> TEXT EXTRACT:
----------

Hydrophone array composition

Within the scope of this study, four different hydrophone array geometries were utilized, depicted in Fig. 2. The simulated long array (L) and short array (S) were inspired by the recording setups of previously conducted fieldwork expeditions46. The hydrophones of the short array (S) are approximately 1.5 m apart, whereas the long array (L) shows a distance of roughly 2.8 m. The first hydrophones (H0, H4) are 29.3 m during the 2019 expedition and 28 m during the 2022 expedition behind the end of the trimaran.

Figure 2
figure 2

Depictions of the four hydrophone arrays utilized in this study. The x-, y- and z-coordinates display the distance of a hydrophone to the geometrical array center in meters. The geometrical center of an array also depicts the origin of the coordinate system.

The Lake Stechlin Array was reconstructed from the GPS positions and in-field measurements of the new hydrophone array assembled during the lake Stechlin field experiment.

The streamers were attached onto two 10 m long rods to ensure that the streamer would stay straight and parallel during the recording sessions. By utilizing the 20 m long footbridge in Fig. 6, the assembled array was anchored 60 m away from shore at a depth of one meter below sea level using stone anchors and buoys. During the deployment, the distance between the first two buoys of the streamers and the last two buoys were measured to be 8.37 m and 8.60 m respectively. With uncertainty of about 10 cm due to water flow, the overall error to the parallelism of the streamers is 1.9\(^\circ\). The DeepAL2022 Array was deployed during the DLFW22 expedition. The last hydrophone of the left streamer was damaged and had no outgoing signal before deployment. As such, the array was deployed utilizing the remaining seven hydrophones.

Summary of simulated scenarios

A detailed summary of the simulated scenarios can be found in Supplementary section Simulated Experiments. Overall, five scenarios, in descending order of their complexity, were simulated utilizing the SimSAcq module, named (EXP-1) through (EXP-5). Both the short and long arrays were used in (EXP-1), (EXP-2) and (EXP-3), while (EXP-4) and (EXP-5) only used the long array.

  1. 1.

    In (EXP-1) both towed hydrophone arrays were evaluated using PAMGuard’s built-in 2 ms-long chirp-signal, which allows the best possible performance of PAMGuard’s TDOA bearing calculator while assuming ideal experimental conditions44.

  2. 2.

    (EXP-2) verifies the impact of various orca call type structures concerning localization accuracy. Nine call types (see Fig. 3) were utilized in combination with no added background noise, as well as interfering boat noise, resulting in SNR values between \(+\) 3 dB and −4 dB.

    Figure 3
    figure 3

    Killer whale call types, interfering/added boat noise, and the chirp signal, all of them utilized in the experimental setup of ORCA-SPY.

  3. 3.

    (EXP-3) aims to simulate a variety of realistic scenarios for a large combination of varying distances (200 m to 1,000 m), water depths (0 m, 100 m, 200 m), and added interfering boat noises, at \(\Delta\)3\(^\circ\) intervals. These combinations lead to an SNR-scale of \(+\)3 dB to −14.2 dB.

----------

> SUPPLIED MATERIAL:
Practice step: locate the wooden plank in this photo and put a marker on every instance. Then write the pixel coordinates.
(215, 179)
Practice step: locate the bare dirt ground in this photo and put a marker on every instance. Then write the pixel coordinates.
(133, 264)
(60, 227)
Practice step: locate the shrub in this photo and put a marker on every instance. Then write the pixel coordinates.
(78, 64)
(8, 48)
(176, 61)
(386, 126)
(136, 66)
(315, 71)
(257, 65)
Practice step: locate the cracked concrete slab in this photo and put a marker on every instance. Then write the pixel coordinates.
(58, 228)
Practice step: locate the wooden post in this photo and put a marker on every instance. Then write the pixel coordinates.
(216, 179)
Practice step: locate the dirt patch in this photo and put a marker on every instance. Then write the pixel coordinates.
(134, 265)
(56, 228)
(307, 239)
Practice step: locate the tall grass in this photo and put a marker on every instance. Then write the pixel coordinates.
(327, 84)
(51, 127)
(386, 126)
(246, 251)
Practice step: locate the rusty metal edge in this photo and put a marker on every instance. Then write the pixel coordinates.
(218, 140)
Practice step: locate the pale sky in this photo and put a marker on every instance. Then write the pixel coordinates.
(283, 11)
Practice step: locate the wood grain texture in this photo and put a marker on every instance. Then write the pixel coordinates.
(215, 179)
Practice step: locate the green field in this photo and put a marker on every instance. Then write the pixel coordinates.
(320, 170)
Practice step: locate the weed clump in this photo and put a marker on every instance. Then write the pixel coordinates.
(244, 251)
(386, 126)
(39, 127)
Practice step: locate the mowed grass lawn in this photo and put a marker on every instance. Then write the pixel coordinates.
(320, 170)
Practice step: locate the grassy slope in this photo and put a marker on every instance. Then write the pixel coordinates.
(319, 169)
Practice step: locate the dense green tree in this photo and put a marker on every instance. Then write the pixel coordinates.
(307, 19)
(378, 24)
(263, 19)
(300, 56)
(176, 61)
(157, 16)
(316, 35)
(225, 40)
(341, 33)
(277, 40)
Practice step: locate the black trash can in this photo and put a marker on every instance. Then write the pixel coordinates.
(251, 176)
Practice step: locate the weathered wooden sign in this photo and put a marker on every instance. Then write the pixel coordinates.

----------

> PROBLEM SET:
• A. In the hydrophone array text, roughly how far apart are the hydrophones of the short array?
• B. Substitute "research vessel" for "trimaran" in the hydrophone array text, from "Hydrophone array composition" up to and including "the coordinate system.".
• C. Pick up the hydrophone array text after its final sentence and continue it.
The records are not needed here.

> SET OF ANSWERS:
• A. About 1.5 m.

• B.
Hydrophone array composition

Within the scope of this study, four different hydrophone array geometries were utilized, depicted in Fig. 2. The simulated long array (L) and short array (S) were inspired by the recording setups of previously conducted fieldwork expeditions46. The hydrophones of the short array (S) are approximately 1.5 m apart, whereas the long array (L) shows a distance of roughly 2.8 m. The first hydrophones (H0, H4) are 29.3 m during the 2019 expedition and 28 m during the 2022 expedition behind the end of the research vessel.

Figure 2
figure 2

Depictions of the four hydrophone arrays utilized in this study. The x-, y- and z-coordinates display the distance of a hydrophone to the geometrical array center in meters. The geometrical center of an array also depicts the origin of the coordinate system.

• C.
  4. 4.

    (EXP-4) simulates the effects of drifting and sinking streamers. During previous fieldwork expeditions46 measurements were always performed during moderate driving speed, since driving too slowly caused a sink and/or drift of the hydrophone streamers. Drifting can occur during a change of course or in a strong current at a low speed. However, sinking depends on the speed of the moving boat as well as the buoyancy of the hydrophone array. Both streamers typically sank by about 3.5\(^\circ\) at a moderate speed of 2.5 knots according to a depth sensor attached to the streamers. In general, killer whale localization is disabled in case the travel speed is too slow. Nevertheless, experimental simulations are mandatory to estimate the impact of drifting and/or sinking array streamers in terms of localization accuracy.

  5. 5.

    Whereas (EXP-1) through (EXP-4) primarily focus on the detection and localization of single isolated killer whale vocalization events, (EXP-5) addresses multiple vocalizing individuals with and without an added interfering noise signal originating from a boat with an SNR range of \(+3\) to \(-3\) (see Supplementary Figure S2).

A set of scenario examples are visualized in Fig. 4 with their respective combinations of distance, depth, source, and noise levels. Table 1 shows a list of all simulated experiments ((EXP-1) to (EXP-5)) performed within the scope of this study regarding complexity concerning varying combinatorial assemblies.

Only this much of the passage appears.